▸ About this exercise
Reproduce exactly the lines below from the one containing "Exercise. Locate the white plum" through the one containing "Exercise. Locate the small bowl", including both, and nothing else.
Top of Input
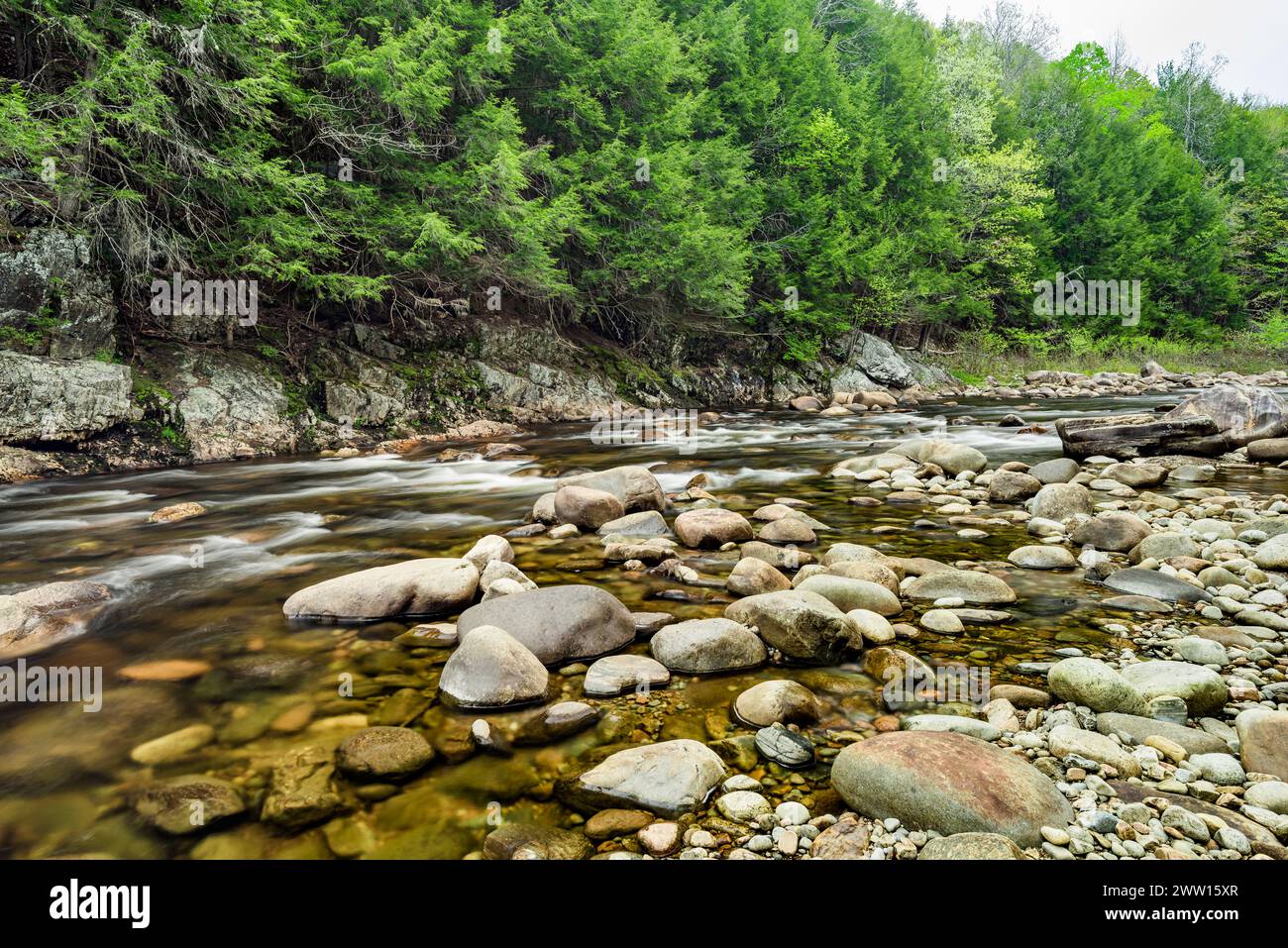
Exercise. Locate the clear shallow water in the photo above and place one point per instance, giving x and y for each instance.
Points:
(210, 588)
Bottom of Input
Top of Input
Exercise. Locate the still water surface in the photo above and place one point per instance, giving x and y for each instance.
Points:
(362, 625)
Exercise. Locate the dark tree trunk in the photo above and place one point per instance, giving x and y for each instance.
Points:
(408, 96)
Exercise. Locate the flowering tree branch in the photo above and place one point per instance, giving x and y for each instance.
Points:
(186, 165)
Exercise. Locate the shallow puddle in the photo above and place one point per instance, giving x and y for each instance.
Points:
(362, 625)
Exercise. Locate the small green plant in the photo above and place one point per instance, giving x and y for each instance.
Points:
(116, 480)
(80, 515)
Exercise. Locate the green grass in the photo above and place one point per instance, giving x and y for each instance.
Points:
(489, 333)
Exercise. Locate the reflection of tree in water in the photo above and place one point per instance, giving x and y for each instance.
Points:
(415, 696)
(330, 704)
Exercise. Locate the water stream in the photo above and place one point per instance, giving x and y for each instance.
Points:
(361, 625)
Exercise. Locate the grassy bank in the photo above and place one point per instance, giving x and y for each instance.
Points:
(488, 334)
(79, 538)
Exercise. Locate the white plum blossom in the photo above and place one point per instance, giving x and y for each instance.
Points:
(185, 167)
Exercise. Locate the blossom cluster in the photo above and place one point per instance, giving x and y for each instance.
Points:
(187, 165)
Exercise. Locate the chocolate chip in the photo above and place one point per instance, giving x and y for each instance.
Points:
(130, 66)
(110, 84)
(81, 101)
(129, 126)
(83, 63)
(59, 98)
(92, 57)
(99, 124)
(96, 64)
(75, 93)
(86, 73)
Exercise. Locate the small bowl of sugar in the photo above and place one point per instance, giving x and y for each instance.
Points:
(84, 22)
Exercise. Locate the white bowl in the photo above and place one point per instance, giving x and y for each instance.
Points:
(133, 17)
Bottom of Input
Top of Input
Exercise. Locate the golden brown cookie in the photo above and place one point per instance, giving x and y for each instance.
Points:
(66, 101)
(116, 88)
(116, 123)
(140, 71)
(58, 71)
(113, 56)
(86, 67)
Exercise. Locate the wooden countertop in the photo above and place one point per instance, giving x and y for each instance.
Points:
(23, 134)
Bottom of Input
▸ Answer space
Exercise. Locate the white plum blossom in the photo above and place one point per instance, giving x and y for each instance.
Points:
(185, 167)
Exercise. Locate the blossom cluster in the photo above and place one point per instance, giving x and y for each instance.
Points:
(187, 165)
Exercise. Locate the chocolate chip in the photo above and place one point per instance, giving x and y for each instance.
Points:
(130, 66)
(110, 84)
(81, 101)
(129, 126)
(83, 63)
(59, 98)
(92, 57)
(99, 124)
(96, 64)
(75, 93)
(86, 73)
Exercise. Locate the small bowl of sugar in the photo above and place one point per instance, giving x and y for each instance.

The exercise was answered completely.